# [Что сделать]
1. Перепишите без изменений строки перечня с самого его начала по строку, содержащую «pixel 20 127», включительно. Изображения в ответ не включайте.
2. Допишите продолжение текста о полковнике Н.П. Мамонтове и чешско-словацком войске в России, начиная сразу после его последнего предложения.
===== Текст для чтения
Необходимо оттенить особо значение «Провозглашения» в деле общей перегруппировки национальных сил чехов и словаков в России в поддержку Т.Г. Масарика как руководителя парижского Чешско-Словацкого Национального совета и, как результат, восприятия после Февральской революции освободительной программы Т.Г. Масарика. В итоге длительная борьба в России под лозунгом «Масарик или Дюрих» завершилась окончательной победой первого и открывала ему путь в Россию. О повороте в деле дальнейшего массового пополнения чешско-словацкого войска можно говорить лишь по приезде Т.Г. Масарика в Россию, где он пробыл без малого целый год в горниле российских революций, и, что примечательно, после знаменитой битвы у Зборова, где чешские и словацкие воины проявили себя должным образом. С лучшей стороны показал себя в этой битве и полковник Н.П. Мамонтов. Ныне практически никому не известно, что сразу же после битвы у Зборова Т.Г. Масарик направил Н.П. Мамонтову следующую поздравительную телеграмму, сохранившуюся в Хронике 3-го полка Яна Жижки: «Наши войска под Вашим непосредственным руководством прославились на поле чести вместе с русскими войсками. Мы счастливы высказать Вам сердечное спасибо и благодарность. Мы убеждены, что наши воины и офицеры в тесном единстве с Вами, искренне любимым командиром, и впредь будут идти от победы к победе».

Нужно сказать, что в чешских энциклопедиях межвоенного периода (т. е. при президенте Т.Г. Масарике) личность Н.П. Мамонтова тоже оценивалась высоко. Он характеризовался как один из самых популярных офицеров чешско-словацкого войска в России. Заметим, что в издание 1929 г.вкралась ошибка: в заметке о Мамонтове значилось, что тот был уволен со службы из чешско-словацкого войска в марте 1917 г., в то время как на самом деле офицер Мамонтов был уволен из рядов этого войска в декабре 1917 г. Исторический момент был весьма критический, и стоит пояснить, из-за каких же «прегрешений» прервалась карьера талантливого русского офицера и он с семьей остался в нужде без содержания. О его дальнейшей жизни при большевиках не стоит строить иллюзий.
==========
===== Исходный перечень
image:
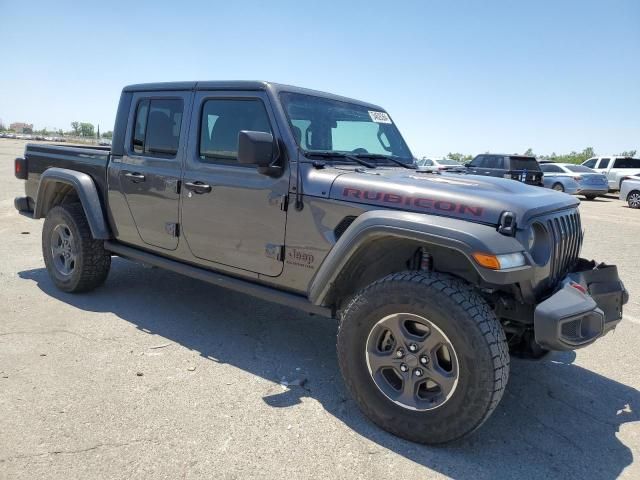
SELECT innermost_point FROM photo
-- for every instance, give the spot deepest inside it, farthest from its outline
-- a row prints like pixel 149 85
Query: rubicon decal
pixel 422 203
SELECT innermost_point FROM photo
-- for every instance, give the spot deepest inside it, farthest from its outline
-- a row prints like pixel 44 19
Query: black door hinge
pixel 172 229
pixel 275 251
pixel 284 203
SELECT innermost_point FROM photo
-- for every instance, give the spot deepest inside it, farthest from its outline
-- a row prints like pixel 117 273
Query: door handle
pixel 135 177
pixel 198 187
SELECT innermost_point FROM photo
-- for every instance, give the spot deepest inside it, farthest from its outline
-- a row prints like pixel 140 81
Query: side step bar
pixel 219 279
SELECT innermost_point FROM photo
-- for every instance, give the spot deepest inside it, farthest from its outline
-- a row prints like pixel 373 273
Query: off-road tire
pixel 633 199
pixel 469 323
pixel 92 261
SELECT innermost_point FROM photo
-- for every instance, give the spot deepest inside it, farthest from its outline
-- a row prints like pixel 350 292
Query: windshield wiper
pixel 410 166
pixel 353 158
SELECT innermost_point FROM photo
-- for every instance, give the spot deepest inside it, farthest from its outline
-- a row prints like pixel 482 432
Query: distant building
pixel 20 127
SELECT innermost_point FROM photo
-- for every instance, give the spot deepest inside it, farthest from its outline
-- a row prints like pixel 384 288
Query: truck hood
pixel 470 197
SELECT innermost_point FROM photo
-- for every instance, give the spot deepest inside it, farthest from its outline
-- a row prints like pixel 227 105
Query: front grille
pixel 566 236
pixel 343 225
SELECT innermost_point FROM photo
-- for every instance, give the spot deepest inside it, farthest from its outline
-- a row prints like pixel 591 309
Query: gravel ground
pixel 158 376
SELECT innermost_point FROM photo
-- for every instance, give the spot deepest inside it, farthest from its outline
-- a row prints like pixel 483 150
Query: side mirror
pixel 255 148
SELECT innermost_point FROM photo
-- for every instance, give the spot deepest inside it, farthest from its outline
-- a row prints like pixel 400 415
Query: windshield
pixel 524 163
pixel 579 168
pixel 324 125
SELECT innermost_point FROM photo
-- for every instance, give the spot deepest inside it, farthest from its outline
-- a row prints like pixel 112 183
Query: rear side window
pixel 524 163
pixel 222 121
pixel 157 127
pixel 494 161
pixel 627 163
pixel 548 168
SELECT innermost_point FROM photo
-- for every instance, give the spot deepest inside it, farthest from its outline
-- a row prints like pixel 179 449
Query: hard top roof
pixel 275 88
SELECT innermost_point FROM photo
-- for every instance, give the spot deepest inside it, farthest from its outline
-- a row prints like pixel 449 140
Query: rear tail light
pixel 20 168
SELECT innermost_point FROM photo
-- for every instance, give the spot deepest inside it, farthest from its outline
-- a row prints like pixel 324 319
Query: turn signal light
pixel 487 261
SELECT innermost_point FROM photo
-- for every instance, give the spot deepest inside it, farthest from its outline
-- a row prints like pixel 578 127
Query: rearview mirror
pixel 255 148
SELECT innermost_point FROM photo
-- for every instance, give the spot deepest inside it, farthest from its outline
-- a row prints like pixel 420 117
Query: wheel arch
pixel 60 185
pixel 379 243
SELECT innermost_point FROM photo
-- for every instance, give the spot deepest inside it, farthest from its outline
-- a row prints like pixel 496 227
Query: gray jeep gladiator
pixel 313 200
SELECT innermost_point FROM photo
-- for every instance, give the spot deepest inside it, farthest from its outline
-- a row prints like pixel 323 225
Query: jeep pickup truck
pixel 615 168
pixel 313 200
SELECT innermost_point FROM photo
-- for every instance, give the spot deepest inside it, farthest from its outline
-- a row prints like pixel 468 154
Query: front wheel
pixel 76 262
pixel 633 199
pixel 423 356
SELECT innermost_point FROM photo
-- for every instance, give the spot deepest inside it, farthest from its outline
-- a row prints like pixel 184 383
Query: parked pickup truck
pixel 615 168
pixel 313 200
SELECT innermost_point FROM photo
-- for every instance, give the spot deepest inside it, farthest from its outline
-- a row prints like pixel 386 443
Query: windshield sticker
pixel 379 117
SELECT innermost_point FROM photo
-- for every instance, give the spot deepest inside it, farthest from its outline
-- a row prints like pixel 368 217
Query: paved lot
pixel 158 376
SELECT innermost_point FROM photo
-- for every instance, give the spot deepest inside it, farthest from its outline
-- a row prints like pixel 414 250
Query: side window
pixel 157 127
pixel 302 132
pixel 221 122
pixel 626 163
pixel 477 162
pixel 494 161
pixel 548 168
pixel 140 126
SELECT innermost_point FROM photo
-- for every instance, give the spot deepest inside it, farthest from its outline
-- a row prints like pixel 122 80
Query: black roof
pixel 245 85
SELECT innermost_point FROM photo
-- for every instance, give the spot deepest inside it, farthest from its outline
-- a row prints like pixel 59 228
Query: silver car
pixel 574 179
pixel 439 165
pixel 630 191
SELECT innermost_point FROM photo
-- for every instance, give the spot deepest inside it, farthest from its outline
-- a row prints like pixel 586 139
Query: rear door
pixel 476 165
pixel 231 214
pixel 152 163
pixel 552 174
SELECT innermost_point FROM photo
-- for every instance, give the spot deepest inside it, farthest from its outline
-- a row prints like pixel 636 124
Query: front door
==========
# [Ответы к заданиям]
1.
image:
SELECT innermost_point FROM photo
-- for every instance, give the spot deepest inside it, farthest from its outline
-- a row prints like pixel 149 85
Query: rubicon decal
pixel 422 203
SELECT innermost_point FROM photo
-- for every instance, give the spot deepest inside it, farthest from its outline
-- a row prints like pixel 44 19
Query: black door hinge
pixel 172 229
pixel 275 251
pixel 284 203
SELECT innermost_point FROM photo
-- for every instance, give the spot deepest inside it, farthest from its outline
-- a row prints like pixel 117 273
Query: door handle
pixel 135 177
pixel 198 187
SELECT innermost_point FROM photo
-- for every instance, give the spot deepest inside it, farthest from its outline
-- a row prints like pixel 140 81
Query: side step bar
pixel 219 279
SELECT innermost_point FROM photo
-- for every instance, give the spot deepest inside it, farthest from its outline
-- a row prints like pixel 373 273
Query: off-road tire
pixel 633 199
pixel 469 323
pixel 92 261
SELECT innermost_point FROM photo
-- for every instance, give the spot deepest inside it, farthest from its outline
-- a row prints like pixel 350 292
Query: windshield wiper
pixel 410 166
pixel 353 158
SELECT innermost_point FROM photo
-- for every instance, give the spot deepest inside it, farthest from its outline
-- a row prints like pixel 482 432
Query: distant building
pixel 20 127

2.
Итак, почему же все-таки появилось так называемое «Дело Мамонтова», которое было найдено в ОПИ ГИМ. Оно возникло по инициативе руководства чешско-словацкого войска в период противостояния верных военной присяге сил и большевиков в Киеве. Трудно установить ныне, в чем состояла непосредственно роль Н.П. Мамонтова и по его ли инициативе часть чешско-словацкого войска в то время, а точнее 11–12 ноября 1917 г., была втянута, несмотря на жесткие указания руководителей, выполнявших линию Т.Г. Масарика, о строгом невмешательстве во внутреннюю борьбу в России, в конфликт на стороне легитимных сил против большевиков. Вскоре и закончилась карьера полковника Н.П. Мамонтова в тогда уже автономном чешско-словацком войске, хотя он и достиг к тому времени больших успехов по службе. Известно, что в октябре 1917 г. было, наконец, разрешено формирование Чешского корпуса и командующим 1-й дивизией тогда становится Н.П. Мамонтов, а в предшествующий период он уже командовал бригадой и организационно способствовал созданию названной дивизии.

Н.П. Мамонтов сопровождал, как правило, Т.Г Масарика, председателя парижского Чешско-Словацкого Национального Совета, во время его инспекции чешско-словацких формирований после приезда того в Россию. Так что портреты Мамонтова без труда можно найти в самых известных легионерских и вообще промасариковских изданиях.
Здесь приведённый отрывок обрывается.